> **Required work**
Could you rewrite the data below as a numbered list, one line per number, leaving out any blank lines?
------------------------
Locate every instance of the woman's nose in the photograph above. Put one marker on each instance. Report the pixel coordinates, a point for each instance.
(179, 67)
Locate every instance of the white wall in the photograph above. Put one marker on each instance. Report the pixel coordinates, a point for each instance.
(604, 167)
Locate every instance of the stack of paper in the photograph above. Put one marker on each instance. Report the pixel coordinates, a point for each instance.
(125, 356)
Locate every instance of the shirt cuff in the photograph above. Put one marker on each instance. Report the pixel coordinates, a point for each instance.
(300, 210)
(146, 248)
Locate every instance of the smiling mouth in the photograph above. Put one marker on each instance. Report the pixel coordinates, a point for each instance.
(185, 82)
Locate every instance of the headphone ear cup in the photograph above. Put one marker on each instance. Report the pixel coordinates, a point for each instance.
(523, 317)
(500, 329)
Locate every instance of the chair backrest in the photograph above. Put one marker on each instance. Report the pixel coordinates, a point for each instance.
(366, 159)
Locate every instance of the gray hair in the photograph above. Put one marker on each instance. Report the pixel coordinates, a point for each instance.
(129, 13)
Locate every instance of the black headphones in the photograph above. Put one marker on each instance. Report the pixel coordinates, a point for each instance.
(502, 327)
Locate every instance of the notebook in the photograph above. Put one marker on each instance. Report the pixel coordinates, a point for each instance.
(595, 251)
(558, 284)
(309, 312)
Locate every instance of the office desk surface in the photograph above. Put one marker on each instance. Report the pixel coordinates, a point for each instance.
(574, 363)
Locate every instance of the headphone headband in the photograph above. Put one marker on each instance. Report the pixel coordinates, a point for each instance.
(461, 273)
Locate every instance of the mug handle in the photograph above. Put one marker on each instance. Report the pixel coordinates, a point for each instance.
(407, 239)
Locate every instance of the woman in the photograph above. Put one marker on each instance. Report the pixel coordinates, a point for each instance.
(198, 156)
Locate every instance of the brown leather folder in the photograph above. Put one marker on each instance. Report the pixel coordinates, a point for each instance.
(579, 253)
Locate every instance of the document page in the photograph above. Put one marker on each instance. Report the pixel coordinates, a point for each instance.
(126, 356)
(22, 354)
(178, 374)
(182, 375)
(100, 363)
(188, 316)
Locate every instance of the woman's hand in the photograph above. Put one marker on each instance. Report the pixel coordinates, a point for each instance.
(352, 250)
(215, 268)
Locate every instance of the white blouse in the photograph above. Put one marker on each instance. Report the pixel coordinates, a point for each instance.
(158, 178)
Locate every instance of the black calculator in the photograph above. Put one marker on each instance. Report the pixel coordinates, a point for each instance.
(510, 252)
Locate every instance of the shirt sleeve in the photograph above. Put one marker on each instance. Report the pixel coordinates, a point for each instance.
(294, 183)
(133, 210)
------------------------
> **Reply**
1. Locate every instance of the woman's nose in the photograph above. Put one marker on each instance. Report the pixel coordinates, a point for each instance.
2. (179, 67)
3. Locate every instance of the white wall in the photograph above. Put one marker on each instance. Report the pixel coordinates, a point for each instance.
4. (604, 167)
5. Locate every instance of the stack of paper in the photograph above. Put one marker on each instance. Report the pixel coordinates, a point for each instance.
6. (125, 356)
7. Locate every instance of the shirt cuff in the photograph above. Put one marker on each instance. Report the pixel coordinates, a point for each instance.
8. (300, 210)
9. (146, 248)
10. Locate every instance of the smiling mouth in the photograph above. Put one marker on each instance. Report the pixel coordinates, a point for each instance.
11. (185, 82)
12. Locate every instance of the headphone ear cup in the photograph above. Put one marker on each instance. Report the pixel coordinates, a point for each instance.
13. (523, 317)
14. (500, 329)
15. Locate every instance of the chair backrest in the photograph above. Put one marker on each instance. Report the pixel coordinates, a point for each instance.
16. (366, 159)
17. Locate every instance of the gray hair in the photograph above. Put one marker on each instance. Report the pixel coordinates, a point for each instance.
18. (129, 13)
19. Locate every instance of the black headphones in the photograph above. Put one marker on each instance. Report the pixel coordinates, a point for each instance.
20. (502, 327)
21. Locate every instance of the notebook in the photograph above. Put one marker on each instance. Report the pixel coordinates, a point for each instance.
22. (595, 251)
23. (558, 284)
24. (309, 312)
25. Locate every instance of the office desk surface in the photograph above. Put one marker on each instance. Report the pixel coordinates, a point for each instance.
26. (574, 363)
27. Locate every instance of the headphone headband in the photograph above. Put one marker on each instance. Report the pixel coordinates, a point for each instance.
28. (461, 273)
29. Locate every instance of the mug handle in the photograph above. Put one marker on each instance. Report the pixel coordinates, a point for each instance.
30. (407, 239)
31. Locate every instance of the woman in the photograph above. Put one marker on each instance. Report the pixel coordinates, a point for each instance.
32. (198, 156)
33. Locate every instance of the brown leather folder in the photograph above. Put one marker on each instance. Report the pixel coordinates, a point for each instance.
34. (579, 253)
35. Locate every instance of the document page in the photograph above. Put one marker on each instance. Report the pixel coordinates, a point for each instance.
36. (126, 356)
37. (22, 354)
38. (178, 374)
39. (182, 375)
40. (100, 363)
41. (188, 316)
42. Locate every instance of the woman's hand in the photograph above. Put one marker on each instance. Report the pixel coordinates, a point for each instance.
43. (352, 250)
44. (215, 268)
45. Locate every instance of the white blouse in the photograph above. Put one marker on each instance. Report the pixel coordinates, a point for each instance.
46. (158, 178)
47. Locate every instance of the black calculator in the photograph above. Put one marker on each instance. Report the pixel coordinates, a point for each instance.
48. (510, 252)
49. Locate every instance of the shirt sleeve in the photograph above. Put one marker on each instance. Report the pixel coordinates, a point for each instance.
50. (294, 183)
51. (133, 210)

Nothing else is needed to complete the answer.